■ INSTRUCTIONS FOR THE TASK
Beginning with the line where "Objective — for the yellow flower" appears, retype every remaining line of the data below, both the first and last included.

■ EXERCISE INPUTS

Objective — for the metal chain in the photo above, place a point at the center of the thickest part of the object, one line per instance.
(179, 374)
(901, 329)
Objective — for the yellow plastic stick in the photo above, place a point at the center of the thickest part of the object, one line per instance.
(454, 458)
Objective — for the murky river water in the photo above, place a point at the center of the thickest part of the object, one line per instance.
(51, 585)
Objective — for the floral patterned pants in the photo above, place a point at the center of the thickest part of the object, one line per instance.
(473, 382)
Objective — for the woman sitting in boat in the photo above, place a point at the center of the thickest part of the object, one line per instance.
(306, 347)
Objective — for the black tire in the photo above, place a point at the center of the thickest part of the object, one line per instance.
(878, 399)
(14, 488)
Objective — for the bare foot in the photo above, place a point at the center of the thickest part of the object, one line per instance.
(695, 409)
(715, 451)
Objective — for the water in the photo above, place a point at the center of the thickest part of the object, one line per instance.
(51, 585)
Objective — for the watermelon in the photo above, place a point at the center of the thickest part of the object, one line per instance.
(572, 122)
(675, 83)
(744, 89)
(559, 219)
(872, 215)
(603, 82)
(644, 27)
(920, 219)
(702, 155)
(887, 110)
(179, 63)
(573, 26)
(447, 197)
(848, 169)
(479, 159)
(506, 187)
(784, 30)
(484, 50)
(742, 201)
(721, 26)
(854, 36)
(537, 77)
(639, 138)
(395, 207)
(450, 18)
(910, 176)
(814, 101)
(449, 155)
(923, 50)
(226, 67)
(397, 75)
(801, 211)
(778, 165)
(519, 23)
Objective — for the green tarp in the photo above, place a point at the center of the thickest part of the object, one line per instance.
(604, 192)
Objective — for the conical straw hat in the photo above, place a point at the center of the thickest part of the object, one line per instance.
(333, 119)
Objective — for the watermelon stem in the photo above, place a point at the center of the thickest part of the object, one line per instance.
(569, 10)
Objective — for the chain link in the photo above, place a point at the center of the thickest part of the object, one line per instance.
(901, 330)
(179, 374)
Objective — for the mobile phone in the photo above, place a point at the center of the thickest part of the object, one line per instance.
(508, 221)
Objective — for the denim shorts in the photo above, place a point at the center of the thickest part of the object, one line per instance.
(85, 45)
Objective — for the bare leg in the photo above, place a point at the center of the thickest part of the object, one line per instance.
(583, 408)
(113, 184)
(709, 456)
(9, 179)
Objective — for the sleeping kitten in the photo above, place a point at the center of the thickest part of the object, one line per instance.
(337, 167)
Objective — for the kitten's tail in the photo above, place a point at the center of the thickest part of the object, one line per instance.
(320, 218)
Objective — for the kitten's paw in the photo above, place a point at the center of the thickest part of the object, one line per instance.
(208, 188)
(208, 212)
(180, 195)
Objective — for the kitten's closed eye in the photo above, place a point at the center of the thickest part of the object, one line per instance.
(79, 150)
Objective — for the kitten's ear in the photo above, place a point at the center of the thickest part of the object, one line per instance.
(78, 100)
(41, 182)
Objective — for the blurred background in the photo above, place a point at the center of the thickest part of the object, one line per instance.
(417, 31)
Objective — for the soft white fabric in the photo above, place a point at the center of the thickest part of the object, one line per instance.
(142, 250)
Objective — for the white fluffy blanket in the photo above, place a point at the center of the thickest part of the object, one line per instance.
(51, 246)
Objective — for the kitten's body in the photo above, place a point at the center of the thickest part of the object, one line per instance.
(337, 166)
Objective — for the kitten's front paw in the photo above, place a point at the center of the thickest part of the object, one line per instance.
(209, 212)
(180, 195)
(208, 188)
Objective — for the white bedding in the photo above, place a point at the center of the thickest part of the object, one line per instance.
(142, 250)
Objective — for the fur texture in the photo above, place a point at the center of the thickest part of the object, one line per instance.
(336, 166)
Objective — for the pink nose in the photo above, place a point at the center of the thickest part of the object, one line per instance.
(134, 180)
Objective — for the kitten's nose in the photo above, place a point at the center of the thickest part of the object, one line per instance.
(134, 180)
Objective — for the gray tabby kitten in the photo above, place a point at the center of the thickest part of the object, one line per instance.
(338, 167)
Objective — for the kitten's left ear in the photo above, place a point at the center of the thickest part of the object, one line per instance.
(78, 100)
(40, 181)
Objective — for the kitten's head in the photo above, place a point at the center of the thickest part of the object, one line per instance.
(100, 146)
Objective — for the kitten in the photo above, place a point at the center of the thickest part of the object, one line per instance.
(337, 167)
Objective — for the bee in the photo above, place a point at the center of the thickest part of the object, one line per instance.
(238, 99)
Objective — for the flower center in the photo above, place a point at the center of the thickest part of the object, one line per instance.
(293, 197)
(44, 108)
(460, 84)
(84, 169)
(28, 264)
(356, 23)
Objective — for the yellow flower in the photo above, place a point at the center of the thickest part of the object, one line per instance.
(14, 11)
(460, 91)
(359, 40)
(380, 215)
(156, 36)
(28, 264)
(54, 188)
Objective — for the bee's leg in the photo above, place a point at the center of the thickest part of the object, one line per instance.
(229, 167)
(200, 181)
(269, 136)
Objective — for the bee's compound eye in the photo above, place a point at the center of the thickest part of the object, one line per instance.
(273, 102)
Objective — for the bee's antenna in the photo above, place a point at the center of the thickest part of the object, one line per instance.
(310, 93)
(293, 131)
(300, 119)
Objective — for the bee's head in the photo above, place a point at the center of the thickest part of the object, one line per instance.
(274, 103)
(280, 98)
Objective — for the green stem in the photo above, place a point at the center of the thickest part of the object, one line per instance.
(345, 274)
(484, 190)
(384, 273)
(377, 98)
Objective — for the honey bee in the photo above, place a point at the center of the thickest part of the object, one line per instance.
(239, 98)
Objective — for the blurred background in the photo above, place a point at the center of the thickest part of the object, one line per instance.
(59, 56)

■ TASK RESULT
Objective — for the yellow flower in the photo above, place a point at the center of the thickest part of the object, one line per instance.
(14, 11)
(460, 91)
(359, 40)
(380, 215)
(156, 36)
(28, 264)
(54, 188)
Objective — for the bee's leg in the photo above, place a point at the center of the thickest part of the object, one line per instance.
(229, 167)
(200, 181)
(269, 136)
Objective — for the bee's compound eye in the photo above, place a point at the center of the thickest part of the object, one line per instance.
(273, 102)
Objective — for the bee's antenna in the photo above, place a point at the center of the thickest part of the object, one line per instance.
(310, 93)
(293, 131)
(300, 119)
Objective — for the bee's head in the photo above, place a point at the center of the thickest part of the object, one line per instance.
(274, 103)
(280, 98)
Objective — for the green stem in the photo above, place a point at the center of the thickest part of the object, one line per instance.
(345, 274)
(484, 190)
(384, 273)
(377, 98)
Objective — for the honey bee in the photo above, place a point at the center of the thickest part of the object, one line per instance.
(239, 98)
Objective — for the blurred background in the photo above, place a point at the center of the thickest part of the object, one line per instance.
(59, 56)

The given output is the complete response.